#### Description of the task
From the line containing "the white lounge" to the final line of the entries, every line is to be reproduced exactly; no other line belongs in the output.

Photo-based referring expression data:
----------------------------------------
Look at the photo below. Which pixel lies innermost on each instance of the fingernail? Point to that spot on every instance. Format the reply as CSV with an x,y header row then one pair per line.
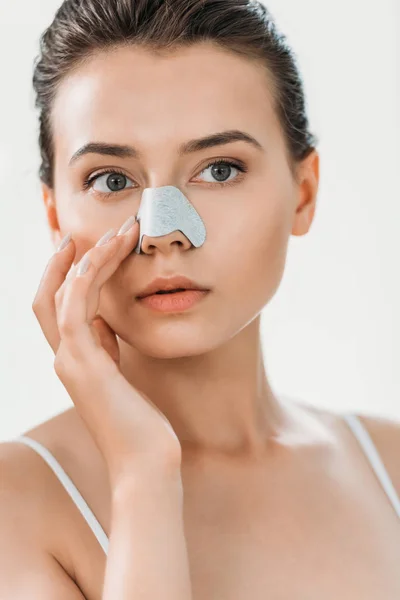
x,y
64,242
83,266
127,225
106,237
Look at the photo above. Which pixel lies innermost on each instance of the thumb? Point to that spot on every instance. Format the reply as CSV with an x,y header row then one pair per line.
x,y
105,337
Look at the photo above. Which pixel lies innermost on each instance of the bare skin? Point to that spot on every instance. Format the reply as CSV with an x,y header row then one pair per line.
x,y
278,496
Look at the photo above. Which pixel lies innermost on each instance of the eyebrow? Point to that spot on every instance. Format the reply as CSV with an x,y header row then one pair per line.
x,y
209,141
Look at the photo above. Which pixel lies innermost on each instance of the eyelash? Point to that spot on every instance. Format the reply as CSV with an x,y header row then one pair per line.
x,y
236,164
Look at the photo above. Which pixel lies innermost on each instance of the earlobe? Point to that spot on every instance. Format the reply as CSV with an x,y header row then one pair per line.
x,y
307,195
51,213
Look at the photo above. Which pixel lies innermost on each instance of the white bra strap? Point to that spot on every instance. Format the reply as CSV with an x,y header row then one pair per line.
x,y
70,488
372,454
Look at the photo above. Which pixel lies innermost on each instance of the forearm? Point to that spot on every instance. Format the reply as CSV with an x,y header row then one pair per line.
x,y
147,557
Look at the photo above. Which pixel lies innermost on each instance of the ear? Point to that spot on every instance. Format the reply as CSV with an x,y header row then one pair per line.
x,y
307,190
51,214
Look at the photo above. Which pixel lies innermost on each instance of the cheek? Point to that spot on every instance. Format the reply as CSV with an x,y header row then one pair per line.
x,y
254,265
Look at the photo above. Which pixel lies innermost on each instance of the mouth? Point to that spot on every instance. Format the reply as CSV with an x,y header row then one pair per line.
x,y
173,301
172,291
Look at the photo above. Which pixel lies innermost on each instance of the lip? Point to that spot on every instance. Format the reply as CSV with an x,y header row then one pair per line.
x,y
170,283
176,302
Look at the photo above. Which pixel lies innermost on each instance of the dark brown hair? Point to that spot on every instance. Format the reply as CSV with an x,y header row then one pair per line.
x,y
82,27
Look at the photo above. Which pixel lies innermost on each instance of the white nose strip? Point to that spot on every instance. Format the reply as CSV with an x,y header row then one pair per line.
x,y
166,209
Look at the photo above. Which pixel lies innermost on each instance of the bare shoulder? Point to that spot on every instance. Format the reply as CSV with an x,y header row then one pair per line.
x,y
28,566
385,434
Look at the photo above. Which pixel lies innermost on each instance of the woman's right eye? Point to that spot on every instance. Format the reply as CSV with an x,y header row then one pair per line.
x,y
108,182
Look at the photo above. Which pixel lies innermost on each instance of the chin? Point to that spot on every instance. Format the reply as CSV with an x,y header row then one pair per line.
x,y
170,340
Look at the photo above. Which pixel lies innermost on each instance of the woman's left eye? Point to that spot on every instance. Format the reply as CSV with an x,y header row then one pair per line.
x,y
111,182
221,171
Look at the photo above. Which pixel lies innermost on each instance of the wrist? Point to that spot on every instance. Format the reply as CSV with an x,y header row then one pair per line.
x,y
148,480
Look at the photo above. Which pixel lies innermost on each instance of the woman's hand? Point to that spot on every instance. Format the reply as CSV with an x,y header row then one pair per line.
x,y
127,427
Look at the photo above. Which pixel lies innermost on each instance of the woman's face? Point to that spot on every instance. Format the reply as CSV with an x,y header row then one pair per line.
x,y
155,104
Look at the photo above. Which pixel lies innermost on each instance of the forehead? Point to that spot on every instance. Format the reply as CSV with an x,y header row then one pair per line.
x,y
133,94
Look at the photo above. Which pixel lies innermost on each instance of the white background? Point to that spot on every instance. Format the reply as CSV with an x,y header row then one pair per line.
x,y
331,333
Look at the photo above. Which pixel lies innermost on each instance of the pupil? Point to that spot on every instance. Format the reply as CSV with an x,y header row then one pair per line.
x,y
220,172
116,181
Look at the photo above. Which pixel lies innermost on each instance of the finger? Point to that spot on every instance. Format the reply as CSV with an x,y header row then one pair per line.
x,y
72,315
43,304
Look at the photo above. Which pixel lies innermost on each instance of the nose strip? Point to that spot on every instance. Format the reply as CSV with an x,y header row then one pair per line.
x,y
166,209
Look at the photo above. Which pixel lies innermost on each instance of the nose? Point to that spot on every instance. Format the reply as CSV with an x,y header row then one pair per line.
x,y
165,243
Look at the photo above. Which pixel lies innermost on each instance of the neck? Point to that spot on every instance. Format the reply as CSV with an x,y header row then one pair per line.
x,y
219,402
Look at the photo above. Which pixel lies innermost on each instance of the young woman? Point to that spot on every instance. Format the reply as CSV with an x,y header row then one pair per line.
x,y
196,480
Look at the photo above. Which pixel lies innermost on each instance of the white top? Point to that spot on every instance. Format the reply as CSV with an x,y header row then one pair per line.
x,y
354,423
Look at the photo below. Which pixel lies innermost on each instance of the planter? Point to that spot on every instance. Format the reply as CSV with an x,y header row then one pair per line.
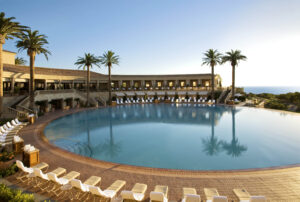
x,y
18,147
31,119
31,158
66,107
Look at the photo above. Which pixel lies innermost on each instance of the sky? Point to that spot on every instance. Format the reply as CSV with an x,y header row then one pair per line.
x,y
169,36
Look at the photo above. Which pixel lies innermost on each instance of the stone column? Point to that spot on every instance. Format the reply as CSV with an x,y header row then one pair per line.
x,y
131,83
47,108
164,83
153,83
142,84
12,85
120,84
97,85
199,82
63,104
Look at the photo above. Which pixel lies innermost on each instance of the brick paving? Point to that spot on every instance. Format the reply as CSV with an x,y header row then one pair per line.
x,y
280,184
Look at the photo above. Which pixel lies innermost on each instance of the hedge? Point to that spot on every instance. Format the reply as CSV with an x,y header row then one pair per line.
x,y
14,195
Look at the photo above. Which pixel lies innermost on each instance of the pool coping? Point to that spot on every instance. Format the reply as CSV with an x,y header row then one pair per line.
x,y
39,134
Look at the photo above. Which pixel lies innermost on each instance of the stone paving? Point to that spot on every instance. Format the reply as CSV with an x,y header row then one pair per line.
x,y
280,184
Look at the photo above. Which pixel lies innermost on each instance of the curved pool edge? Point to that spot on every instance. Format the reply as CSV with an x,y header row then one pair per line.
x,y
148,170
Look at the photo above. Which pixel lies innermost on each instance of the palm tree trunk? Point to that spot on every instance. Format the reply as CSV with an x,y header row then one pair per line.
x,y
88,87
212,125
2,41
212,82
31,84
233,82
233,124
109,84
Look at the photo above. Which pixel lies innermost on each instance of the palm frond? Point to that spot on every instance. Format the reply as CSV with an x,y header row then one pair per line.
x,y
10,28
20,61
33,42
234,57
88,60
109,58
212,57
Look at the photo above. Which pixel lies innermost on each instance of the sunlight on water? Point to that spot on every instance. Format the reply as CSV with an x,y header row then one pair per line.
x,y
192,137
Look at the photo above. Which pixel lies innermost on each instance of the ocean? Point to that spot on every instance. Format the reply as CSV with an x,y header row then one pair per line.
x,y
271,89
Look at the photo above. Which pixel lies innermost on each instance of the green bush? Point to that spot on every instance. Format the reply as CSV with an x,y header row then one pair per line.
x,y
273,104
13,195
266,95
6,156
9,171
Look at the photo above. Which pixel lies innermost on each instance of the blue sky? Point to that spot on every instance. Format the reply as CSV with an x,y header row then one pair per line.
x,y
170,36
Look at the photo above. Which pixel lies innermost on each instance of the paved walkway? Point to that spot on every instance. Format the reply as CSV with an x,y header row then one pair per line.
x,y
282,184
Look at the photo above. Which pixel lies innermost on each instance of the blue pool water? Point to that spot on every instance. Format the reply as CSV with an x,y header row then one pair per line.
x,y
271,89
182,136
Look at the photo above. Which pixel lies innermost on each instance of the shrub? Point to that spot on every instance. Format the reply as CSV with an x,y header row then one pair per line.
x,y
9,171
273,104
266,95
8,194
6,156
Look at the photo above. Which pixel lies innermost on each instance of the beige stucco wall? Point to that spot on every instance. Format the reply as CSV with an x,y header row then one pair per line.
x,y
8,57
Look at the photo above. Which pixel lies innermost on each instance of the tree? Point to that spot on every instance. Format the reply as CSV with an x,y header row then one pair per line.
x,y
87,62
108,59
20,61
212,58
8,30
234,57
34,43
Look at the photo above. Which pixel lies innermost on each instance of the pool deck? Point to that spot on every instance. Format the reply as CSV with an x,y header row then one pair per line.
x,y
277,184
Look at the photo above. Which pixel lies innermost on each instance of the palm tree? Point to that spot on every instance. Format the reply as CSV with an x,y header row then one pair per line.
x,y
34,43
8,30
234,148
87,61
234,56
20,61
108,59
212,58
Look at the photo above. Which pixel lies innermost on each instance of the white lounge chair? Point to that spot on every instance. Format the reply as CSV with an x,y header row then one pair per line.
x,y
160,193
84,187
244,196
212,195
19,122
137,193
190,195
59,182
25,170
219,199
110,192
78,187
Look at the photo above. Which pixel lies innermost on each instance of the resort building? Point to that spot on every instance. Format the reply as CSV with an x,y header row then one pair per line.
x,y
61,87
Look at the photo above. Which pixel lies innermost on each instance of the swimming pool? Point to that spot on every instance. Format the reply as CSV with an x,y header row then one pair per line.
----------------------------------------
#### Your solution
Look at the photo above. Which pixel lies innermost on each instance of the white lounge chair? Point to that spot on every instance. Format the reply as CSV with an x,y header row then one pair per line.
x,y
160,193
84,187
244,196
212,195
19,122
137,193
190,195
59,182
25,170
219,199
110,192
78,187
Look at the photo above. Which pixel lies innermost on each instance of the resort building? Point to that spot on every instance. Format the reply as CSV with an x,y header row then one pair per line.
x,y
61,87
Look at the photo above. Which pixel lies innermost on each instance of the swimming pool? Point to that spot on every instance. Format the reply as CSV with an x,y header row then one pair per line.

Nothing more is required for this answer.